Provided passage
Okay, I think I may have a fast and much more accurate approach than most of
the others mentioned. First of all, it will be a numerical approximation
approach, so no derivatives.
Instead of finding parameterizations of the two circles, and going through
all 360 degrees of both circles and comparing the distances (which leads to
360*360 comparisons), we will simply pick an "arbitrary" point P1 on circle
C, and find the closest point on circle D to that point; call it Q1. Then
we find the closest point on circle C to Q1, and call that P2. Repeat
until desired accuracy is found.
So how do we pick our arbitrary point P1. I say just pick the center, C.
There's a complicated reason why point C is a really good point to start
with. And yes, I realize that technically it's not on the circle. Don't
worry, it still works. The only drawback is it throws off your first
distance measurement, if you care to take it.
Anyway, once we have a point on one circle, to find the closest point on the
other circle to that point, we simply do the following.

Exercise task a
According to the post on finding the closest points between two circles, how many comparisons result from checking all 360 degrees of both circles?

Exercise input
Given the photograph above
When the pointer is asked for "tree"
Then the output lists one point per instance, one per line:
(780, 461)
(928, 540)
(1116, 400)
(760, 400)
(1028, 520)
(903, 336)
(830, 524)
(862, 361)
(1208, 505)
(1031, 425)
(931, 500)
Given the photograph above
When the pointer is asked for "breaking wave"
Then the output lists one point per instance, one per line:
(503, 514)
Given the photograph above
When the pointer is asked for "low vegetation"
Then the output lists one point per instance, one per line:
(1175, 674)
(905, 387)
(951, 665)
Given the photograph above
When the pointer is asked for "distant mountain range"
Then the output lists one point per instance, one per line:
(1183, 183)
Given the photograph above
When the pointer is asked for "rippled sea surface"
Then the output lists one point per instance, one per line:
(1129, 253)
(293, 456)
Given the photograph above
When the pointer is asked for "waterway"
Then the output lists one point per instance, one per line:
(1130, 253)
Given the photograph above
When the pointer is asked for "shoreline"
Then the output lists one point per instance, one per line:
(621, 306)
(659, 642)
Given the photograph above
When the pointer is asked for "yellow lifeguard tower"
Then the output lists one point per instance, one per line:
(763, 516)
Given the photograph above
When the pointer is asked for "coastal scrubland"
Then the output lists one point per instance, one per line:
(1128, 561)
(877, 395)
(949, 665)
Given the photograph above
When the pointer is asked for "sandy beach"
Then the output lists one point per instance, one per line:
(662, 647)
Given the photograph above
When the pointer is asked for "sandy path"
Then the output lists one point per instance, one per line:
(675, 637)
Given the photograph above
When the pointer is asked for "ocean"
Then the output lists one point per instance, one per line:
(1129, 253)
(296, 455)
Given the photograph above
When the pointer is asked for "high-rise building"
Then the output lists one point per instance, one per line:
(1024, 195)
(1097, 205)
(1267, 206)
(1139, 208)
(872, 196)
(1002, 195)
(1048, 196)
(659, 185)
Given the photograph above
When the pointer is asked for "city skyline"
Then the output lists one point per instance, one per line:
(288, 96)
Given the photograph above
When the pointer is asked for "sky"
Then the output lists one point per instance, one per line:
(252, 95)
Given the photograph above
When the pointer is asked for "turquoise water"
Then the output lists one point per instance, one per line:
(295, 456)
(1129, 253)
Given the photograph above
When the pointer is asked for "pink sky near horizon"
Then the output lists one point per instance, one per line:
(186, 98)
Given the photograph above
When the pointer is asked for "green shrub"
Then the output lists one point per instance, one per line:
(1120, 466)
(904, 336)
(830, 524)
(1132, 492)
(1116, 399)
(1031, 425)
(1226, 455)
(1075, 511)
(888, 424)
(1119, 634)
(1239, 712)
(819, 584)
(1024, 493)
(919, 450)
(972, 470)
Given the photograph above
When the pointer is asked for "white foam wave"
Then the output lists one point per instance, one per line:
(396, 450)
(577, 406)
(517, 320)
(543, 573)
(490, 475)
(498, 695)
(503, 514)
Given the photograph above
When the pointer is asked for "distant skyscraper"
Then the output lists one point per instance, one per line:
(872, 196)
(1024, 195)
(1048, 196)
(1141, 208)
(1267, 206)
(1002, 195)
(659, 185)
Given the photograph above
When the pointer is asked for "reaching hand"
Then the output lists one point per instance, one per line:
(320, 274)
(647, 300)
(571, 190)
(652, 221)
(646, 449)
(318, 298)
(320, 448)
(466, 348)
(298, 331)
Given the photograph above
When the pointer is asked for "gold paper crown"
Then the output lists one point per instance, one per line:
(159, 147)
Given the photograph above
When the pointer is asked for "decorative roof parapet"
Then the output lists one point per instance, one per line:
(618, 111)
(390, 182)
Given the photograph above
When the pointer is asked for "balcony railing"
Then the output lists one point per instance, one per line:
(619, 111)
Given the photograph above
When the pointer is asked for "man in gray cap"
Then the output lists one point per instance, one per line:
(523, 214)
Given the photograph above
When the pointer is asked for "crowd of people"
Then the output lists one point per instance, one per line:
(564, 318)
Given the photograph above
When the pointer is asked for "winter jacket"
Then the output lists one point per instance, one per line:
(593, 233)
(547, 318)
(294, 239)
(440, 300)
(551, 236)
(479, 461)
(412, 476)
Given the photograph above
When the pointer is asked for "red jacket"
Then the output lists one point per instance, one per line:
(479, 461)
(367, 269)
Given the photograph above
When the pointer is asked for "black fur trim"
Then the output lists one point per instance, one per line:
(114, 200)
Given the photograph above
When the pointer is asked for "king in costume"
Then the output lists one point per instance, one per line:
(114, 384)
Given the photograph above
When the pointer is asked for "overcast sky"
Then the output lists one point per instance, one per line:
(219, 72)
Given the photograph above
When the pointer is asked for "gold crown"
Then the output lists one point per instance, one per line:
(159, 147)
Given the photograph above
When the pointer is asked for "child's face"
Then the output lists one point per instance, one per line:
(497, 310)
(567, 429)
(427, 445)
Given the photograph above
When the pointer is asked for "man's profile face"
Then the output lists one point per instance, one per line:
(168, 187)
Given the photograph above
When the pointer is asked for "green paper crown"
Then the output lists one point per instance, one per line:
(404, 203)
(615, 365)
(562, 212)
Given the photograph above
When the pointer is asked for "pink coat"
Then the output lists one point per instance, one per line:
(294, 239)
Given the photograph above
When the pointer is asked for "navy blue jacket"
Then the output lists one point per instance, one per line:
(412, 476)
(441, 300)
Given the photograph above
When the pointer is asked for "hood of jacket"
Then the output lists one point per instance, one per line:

Exercise task b
Locate each line of the records that contains the word "distant" and copy it. Case counts.

Task solution a
360*360 comparisons.

Task solution b
When the pointer is asked for "distant mountain range"
When the pointer is asked for "distant skyscraper"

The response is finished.